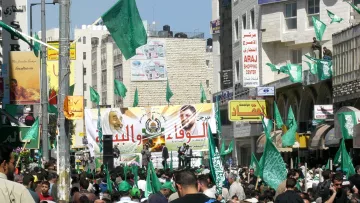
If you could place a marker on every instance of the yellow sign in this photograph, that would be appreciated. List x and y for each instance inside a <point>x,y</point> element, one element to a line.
<point>246,110</point>
<point>74,107</point>
<point>53,55</point>
<point>53,74</point>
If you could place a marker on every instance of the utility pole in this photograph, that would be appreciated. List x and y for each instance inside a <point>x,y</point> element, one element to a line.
<point>44,89</point>
<point>64,72</point>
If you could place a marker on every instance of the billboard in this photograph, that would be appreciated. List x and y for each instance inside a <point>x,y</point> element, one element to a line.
<point>24,78</point>
<point>250,56</point>
<point>53,55</point>
<point>53,74</point>
<point>133,127</point>
<point>149,63</point>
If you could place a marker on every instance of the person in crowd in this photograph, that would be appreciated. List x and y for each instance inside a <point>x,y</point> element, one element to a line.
<point>235,187</point>
<point>163,195</point>
<point>28,182</point>
<point>289,196</point>
<point>185,182</point>
<point>165,155</point>
<point>11,191</point>
<point>293,173</point>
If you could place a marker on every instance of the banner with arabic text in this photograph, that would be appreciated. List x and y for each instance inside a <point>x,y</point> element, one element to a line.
<point>133,127</point>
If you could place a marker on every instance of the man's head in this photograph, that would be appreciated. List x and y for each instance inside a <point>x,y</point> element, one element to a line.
<point>7,160</point>
<point>185,182</point>
<point>187,116</point>
<point>337,180</point>
<point>232,177</point>
<point>290,183</point>
<point>45,186</point>
<point>114,121</point>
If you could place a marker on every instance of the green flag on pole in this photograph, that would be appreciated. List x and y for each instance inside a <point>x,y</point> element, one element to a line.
<point>347,121</point>
<point>277,116</point>
<point>136,98</point>
<point>169,93</point>
<point>334,18</point>
<point>120,89</point>
<point>203,94</point>
<point>124,23</point>
<point>319,28</point>
<point>33,132</point>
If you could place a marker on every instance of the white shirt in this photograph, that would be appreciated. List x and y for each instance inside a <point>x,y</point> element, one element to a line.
<point>12,192</point>
<point>142,185</point>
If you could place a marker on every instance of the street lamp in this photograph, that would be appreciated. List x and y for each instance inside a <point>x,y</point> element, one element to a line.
<point>35,4</point>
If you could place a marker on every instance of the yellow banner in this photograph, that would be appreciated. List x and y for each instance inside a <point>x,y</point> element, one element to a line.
<point>53,55</point>
<point>24,78</point>
<point>246,110</point>
<point>74,107</point>
<point>53,74</point>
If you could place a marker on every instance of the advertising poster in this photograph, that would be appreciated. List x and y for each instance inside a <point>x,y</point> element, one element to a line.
<point>24,78</point>
<point>53,74</point>
<point>133,127</point>
<point>250,54</point>
<point>149,63</point>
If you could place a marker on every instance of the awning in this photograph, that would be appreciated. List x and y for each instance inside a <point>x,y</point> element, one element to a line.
<point>276,138</point>
<point>317,140</point>
<point>330,139</point>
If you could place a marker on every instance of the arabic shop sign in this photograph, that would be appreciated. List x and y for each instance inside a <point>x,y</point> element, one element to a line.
<point>246,110</point>
<point>53,55</point>
<point>12,135</point>
<point>133,127</point>
<point>250,54</point>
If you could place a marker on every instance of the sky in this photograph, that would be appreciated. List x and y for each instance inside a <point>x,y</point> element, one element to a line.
<point>184,15</point>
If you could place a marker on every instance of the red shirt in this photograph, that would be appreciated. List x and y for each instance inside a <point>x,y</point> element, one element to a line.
<point>45,197</point>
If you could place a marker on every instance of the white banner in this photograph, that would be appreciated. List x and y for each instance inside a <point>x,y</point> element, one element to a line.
<point>250,57</point>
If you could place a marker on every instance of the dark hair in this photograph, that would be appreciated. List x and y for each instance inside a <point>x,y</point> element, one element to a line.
<point>338,177</point>
<point>46,183</point>
<point>185,178</point>
<point>188,107</point>
<point>290,183</point>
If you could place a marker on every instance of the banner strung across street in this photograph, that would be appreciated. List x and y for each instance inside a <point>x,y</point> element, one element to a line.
<point>133,127</point>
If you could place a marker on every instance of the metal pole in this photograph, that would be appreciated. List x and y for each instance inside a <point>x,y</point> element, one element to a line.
<point>44,90</point>
<point>64,69</point>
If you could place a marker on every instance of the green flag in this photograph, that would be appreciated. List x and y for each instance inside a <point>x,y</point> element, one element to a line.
<point>36,46</point>
<point>33,132</point>
<point>203,94</point>
<point>312,67</point>
<point>71,90</point>
<point>254,164</point>
<point>295,72</point>
<point>169,93</point>
<point>215,163</point>
<point>120,89</point>
<point>319,28</point>
<point>277,116</point>
<point>124,23</point>
<point>354,7</point>
<point>334,18</point>
<point>94,96</point>
<point>272,165</point>
<point>136,98</point>
<point>347,121</point>
<point>17,34</point>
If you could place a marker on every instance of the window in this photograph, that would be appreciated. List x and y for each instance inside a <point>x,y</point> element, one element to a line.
<point>313,10</point>
<point>252,16</point>
<point>236,29</point>
<point>244,21</point>
<point>296,56</point>
<point>290,16</point>
<point>237,69</point>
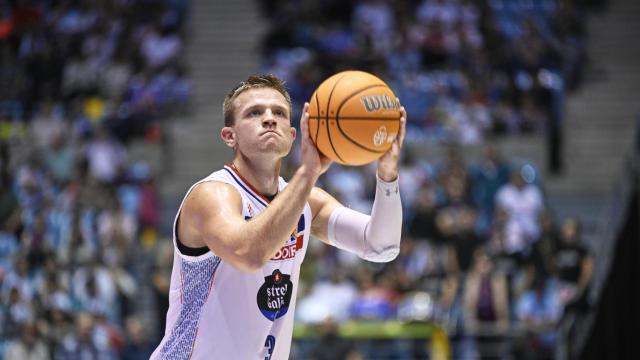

····················

Copy every line above word for word, leaving out the pictures.

■ Exercise result ■
If you could place a marker on every instance of the yellow sign in this photograph, that would be appreciated. List x and y for each instance inside a <point>x,y</point> element, one element to a line.
<point>246,110</point>
<point>74,107</point>
<point>53,55</point>
<point>53,74</point>
If you could place a marker on every instance of the utility pole in this photograph, that would be appreciated. List x and y for each instance inside a <point>x,y</point> element, one element to a line.
<point>44,89</point>
<point>64,72</point>
If you could place a marker on every instance of the billboard in this photograph, that would be appreciated. List x and y for each instance inside a <point>x,y</point> element, one element to a line.
<point>24,78</point>
<point>250,56</point>
<point>53,55</point>
<point>53,74</point>
<point>133,127</point>
<point>149,63</point>
If you could place a marker on every instance of the person in crowd in this photograph, that would be appreciated. List x and y for each instance inside a <point>x,y</point> element, one element to a line.
<point>235,187</point>
<point>163,195</point>
<point>28,182</point>
<point>289,196</point>
<point>185,182</point>
<point>165,155</point>
<point>11,191</point>
<point>293,173</point>
If you could place a marker on every instance of the banner with arabic text in this photograph, that would be appreciated. List x and y for each instance inside a <point>x,y</point> element, one element to a line.
<point>133,127</point>
If you could place a marker on every instance of the man's head in this photograph, that would be appreciated. List x and y for each instance inside a <point>x,y</point> element, one element to a line.
<point>7,160</point>
<point>185,182</point>
<point>187,116</point>
<point>337,180</point>
<point>232,177</point>
<point>290,183</point>
<point>45,186</point>
<point>114,121</point>
If you could place a marker on every instance of the green flag on pole in this photograph, that would be appreciated. List x and y for each instance inside a <point>x,y</point> element, one element to a line.
<point>347,121</point>
<point>277,116</point>
<point>136,98</point>
<point>169,93</point>
<point>334,18</point>
<point>120,89</point>
<point>203,94</point>
<point>124,23</point>
<point>319,28</point>
<point>33,132</point>
If you could place a marker on every instance of the white shirt in this photograph, that would be appreciated. List x and y for each instance inside a <point>x,y</point> element, one element to a line.
<point>12,192</point>
<point>142,185</point>
If you could place a marker on every instance of the street lamp in this photograph, that would be appreciated. List x and y for each instance inside a <point>x,y</point> element, one element to a line.
<point>35,4</point>
If you could place a marker on every instance of the yellow banner in this photograph, that would be appreciated. List x and y for each instance inside a <point>x,y</point> element, one element to a line.
<point>53,55</point>
<point>24,78</point>
<point>246,110</point>
<point>74,107</point>
<point>53,74</point>
If you could place a marker on every instance of the advertising poster in this photograph, that would be appreciated. List x and y for each instance inside a <point>x,y</point> element, one element to a line.
<point>24,78</point>
<point>53,74</point>
<point>133,127</point>
<point>250,54</point>
<point>149,63</point>
If you could place a marker on every instance of the awning in this photograph, that would be appreciated. List x and y for each instance inside a <point>x,y</point> element, one element to a line.
<point>276,138</point>
<point>317,140</point>
<point>330,139</point>
If you could place a marker on every instance of the arabic shop sign in this photograph, that would be appreciated. List x and y for each instance inside a <point>x,y</point> element, one element to a line.
<point>246,110</point>
<point>53,55</point>
<point>12,135</point>
<point>133,127</point>
<point>250,54</point>
If you could place a marker on every instance of the sky in this photograph, that would be appreciated. List x and y for each instance inside a <point>x,y</point> element, one element to a line.
<point>184,15</point>
If you could place a marker on every instance of the red shirt in this photograph, that would be appreciated. List x and y for each instance inside a <point>x,y</point> element, one element to a line.
<point>45,197</point>
If you could place a marker on every instance of the white banner in this photograph, that would be appreciated. List x and y for each instance inside a <point>x,y</point> element, one element to a line.
<point>250,57</point>
If you could place a marker on every instance of the dark hair in this photograph, that would be appreciated. List x and y for each instance inside a <point>x,y</point> element, one element to a line.
<point>338,177</point>
<point>46,183</point>
<point>185,178</point>
<point>188,107</point>
<point>290,183</point>
If you could place a marker on every instance of the banner strung across street in this photograph, that would be appreciated. List x and y for each instance inside a <point>x,y</point> element, one element to a line.
<point>133,127</point>
If you could place a marker on every instance of the metal pole in this photograph, that would be appreciated. List x and y for each instance inside a <point>x,y</point> element, one element to a line.
<point>44,90</point>
<point>64,69</point>
If you could place a marker on every instance of the green flag in this photograph, that would be appreciated. List x and y for each instance inside a <point>x,y</point> element, one element to a line.
<point>36,46</point>
<point>33,132</point>
<point>203,94</point>
<point>312,67</point>
<point>71,90</point>
<point>254,164</point>
<point>295,72</point>
<point>169,93</point>
<point>215,163</point>
<point>120,89</point>
<point>319,28</point>
<point>277,116</point>
<point>124,23</point>
<point>354,7</point>
<point>334,18</point>
<point>94,96</point>
<point>272,165</point>
<point>136,98</point>
<point>347,121</point>
<point>17,34</point>
If you could place a marker on every instance of the window in this photograph, that would be appreciated. List x and y for each instance inside a <point>x,y</point> element, one element to a line.
<point>313,10</point>
<point>252,16</point>
<point>236,29</point>
<point>244,21</point>
<point>296,56</point>
<point>290,16</point>
<point>237,69</point>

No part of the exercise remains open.